Es war vor allem die Katholische Kirche, die Josef mit kleinen Aufträgen für Gartenarbeiten oder Putzdienste weiterhalf. Nach dem Beitritt der Slowakei in die EU bemühte sich Josef um einen Job. Seit drei Jahren arbeitet er als Koch. Das Bettelverbot, das Mitte Februar 2011 im steirischen Landtag beschlossen worden war, betraf ihn nicht mehr. "Nun betteln die Leute nicht, sie verkaufen die Zeitung", sagt Josef.
Passanten indes kaufen die "Global Player" jedoch wohl selten, um das Blatt tatsächlich zu lesen. Vielmehr war es in der Zeit des Bettelverbots eine Möglichkeit, die Roma weiterhin mit Kleingeld-Spenden zu unterstützen.
Als einstiger Bettler hat Josef nach wie vor Kontakt zu Roma, die in Graz betteln bzw. die Straßenzeitung "Global Player" verkaufen. Mehr als zehn, zwölf Euro würden die Menschen heute an guten Tagen nicht einnehmen. In den letzten Monaten waren auch Rumänen in die Stadt gekommen, um hier zu betteln. "Für das kleine Geld", wie Josef es nennt.

== ZIEL DER AUFGABE ==
Fasse den Absatz des Textes, der mit „Als einstiger Bettler“ beginnt, als kurze Liste zusammen und behalte dabei seine wichtigsten Fakten bei. Die anschließenden Zeilen stammen aus einer anderen Quelle.

== BEREITGESTELLTE DATEN ==
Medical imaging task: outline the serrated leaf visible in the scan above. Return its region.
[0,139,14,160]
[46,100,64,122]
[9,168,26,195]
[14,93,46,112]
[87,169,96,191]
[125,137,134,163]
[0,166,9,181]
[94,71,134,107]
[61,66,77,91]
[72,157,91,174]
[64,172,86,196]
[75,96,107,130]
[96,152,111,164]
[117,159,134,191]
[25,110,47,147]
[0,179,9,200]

== LÖSUNG DER AUFGABE ==
- Josef hat als ehemaliger Bettler weiterhin Kontakt zu Roma, die in Graz betteln oder die Straßenzeitung „Global Player“ verkaufen.
- An guten Tagen nehmen diese Menschen heute nicht mehr als zehn bis zwölf Euro ein.
- In den letzten Monaten sind auch Rumänen zum Betteln in die Stadt gekommen, nach Josefs Worten „für das kleine Geld“.